• Challenge:
Update the listing below by replacing "hillside" with "slope" and give the lines back otherwise unchanged, leaving out the pictures.

• Provided data:
------------------------
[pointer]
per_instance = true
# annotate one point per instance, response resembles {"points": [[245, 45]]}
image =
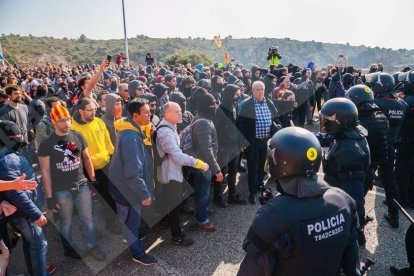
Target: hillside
{"points": [[30, 50]]}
------------------------
• Exercise response:
[pointer]
per_instance = true
# annotate one point per instance, response resembles {"points": [[245, 45]]}
image =
Target: slope
{"points": [[30, 50]]}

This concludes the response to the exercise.